### Document passage
I hope somebody can help me with this.
Many thanks,

William.

Hi,

I cannot understand the error just from your code I would need to debug it. Maybe an issue with the input data .Can you please add a link to your data so one can runs your code ?

Thank you

Lorenzo

1 Like

Dear Lorenzo,

I work with William and I’m interested as well. You can find a sample of a few dataset here: https://cernbox.cern.ch/index.php/s/5USXsNnstA8lz8c
The path has to be filled only in two code lines (‘path/to/trees’).

Best,
Tommaso

Hi Lorenzo,

I see Tommaso already sent you everything, hope it helps. Thank for answering,

William.

I resolved the issue opening all the files in a separated tree and appending them in a list so that their pointed value doesn’t get lost at each iteration of the for loop.

Then with another loop i loaded the trees in the dataloader.

Cheers,

William.

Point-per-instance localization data
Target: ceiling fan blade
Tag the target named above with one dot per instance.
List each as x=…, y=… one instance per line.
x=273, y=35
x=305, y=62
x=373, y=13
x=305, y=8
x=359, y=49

### Exercises to complete
a) Answer these questions about the forum thread:
(i) In how many code lines does the path have to be filled in?
(ii) Who says they work with William?
(iii) After opening the files in a separate tree, how did William load the trees into the dataloader?
b) Carry the forum thread further, picking up after its last message.

### Set of answers
a)
(i) Two
(ii) Tommaso
(iii) With another loop

b)
Hi William,

I have a similar issue as well, but I try to apply your fix and it doesn’t seem to work. Do you maybe have the code of your fix that I can take a look at?

Hi,
Yes I see I missworded what I did. The fact is that the file must be kept open during the all process so what I did is something like:

s_files = [0 for s in range(len(sgn_data))]
s_trees = [0 for s in range(len(sgn_data))]

for i, s in enumerate(sgn_data):
		s_files[i] = TFile.Open(s)
		s_trees[i] = s_files[i].Get('tree_name')
		dataloader.AddSignalTree(s_trees[i], 1)

There are probably more elegant ways to do so, but that worked for me.

Hope that helps,

William

Yes, this works like a charm! Thank you so much!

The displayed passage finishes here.